(Records from a dataset)
══════
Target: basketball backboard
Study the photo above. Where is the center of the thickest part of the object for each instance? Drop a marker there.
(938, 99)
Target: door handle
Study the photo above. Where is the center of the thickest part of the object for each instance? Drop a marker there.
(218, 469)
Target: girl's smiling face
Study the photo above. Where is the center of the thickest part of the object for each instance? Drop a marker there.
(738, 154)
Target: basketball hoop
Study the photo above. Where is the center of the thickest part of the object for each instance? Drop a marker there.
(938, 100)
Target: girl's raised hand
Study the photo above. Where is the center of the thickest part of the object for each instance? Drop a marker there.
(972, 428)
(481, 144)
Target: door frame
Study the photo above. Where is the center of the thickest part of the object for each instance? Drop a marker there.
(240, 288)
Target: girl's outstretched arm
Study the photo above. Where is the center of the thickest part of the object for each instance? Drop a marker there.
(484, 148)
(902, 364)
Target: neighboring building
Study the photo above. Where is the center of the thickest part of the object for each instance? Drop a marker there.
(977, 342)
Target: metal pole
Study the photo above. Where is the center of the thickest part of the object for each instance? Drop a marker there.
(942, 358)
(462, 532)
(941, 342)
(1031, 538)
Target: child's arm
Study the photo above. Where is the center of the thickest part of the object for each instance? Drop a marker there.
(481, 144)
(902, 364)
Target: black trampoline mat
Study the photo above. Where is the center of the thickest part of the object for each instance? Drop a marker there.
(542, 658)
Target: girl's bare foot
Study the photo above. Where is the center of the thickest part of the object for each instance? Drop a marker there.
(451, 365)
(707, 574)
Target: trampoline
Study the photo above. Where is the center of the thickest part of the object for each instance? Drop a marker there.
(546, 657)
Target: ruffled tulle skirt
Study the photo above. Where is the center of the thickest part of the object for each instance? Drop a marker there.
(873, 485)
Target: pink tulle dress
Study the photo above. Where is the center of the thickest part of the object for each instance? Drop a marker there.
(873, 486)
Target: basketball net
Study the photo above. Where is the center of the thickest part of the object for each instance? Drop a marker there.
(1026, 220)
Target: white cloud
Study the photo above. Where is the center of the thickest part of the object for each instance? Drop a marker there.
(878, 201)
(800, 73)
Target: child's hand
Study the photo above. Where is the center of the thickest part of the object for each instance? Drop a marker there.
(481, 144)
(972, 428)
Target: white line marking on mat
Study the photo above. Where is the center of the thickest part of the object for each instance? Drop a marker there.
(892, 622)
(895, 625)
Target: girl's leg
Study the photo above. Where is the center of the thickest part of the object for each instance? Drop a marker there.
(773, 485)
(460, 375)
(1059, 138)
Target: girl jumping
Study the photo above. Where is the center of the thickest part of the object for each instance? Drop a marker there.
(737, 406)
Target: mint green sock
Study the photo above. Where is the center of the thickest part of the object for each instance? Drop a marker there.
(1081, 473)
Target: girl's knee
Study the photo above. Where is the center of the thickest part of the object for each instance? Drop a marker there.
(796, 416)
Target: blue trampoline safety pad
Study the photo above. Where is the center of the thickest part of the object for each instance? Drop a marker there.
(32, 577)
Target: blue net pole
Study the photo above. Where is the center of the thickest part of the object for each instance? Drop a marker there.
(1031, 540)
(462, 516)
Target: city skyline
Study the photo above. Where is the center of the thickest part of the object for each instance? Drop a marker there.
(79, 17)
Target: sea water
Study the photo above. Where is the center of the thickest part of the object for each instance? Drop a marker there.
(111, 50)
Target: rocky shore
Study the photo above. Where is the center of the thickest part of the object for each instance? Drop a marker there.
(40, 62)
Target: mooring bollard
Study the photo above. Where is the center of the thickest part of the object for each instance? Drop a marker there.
══════
Given exercise - Turn the lines of the data above into a JSON list of strings, one string per line and no blank lines, beginning with the line that contains "Target: basketball net" and ending with the line that contains "(1026, 220)".

Task response -
[
  "Target: basketball net",
  "Study the photo above. Where is the center of the thickest part of the object for each instance? Drop a marker there.",
  "(1026, 220)"
]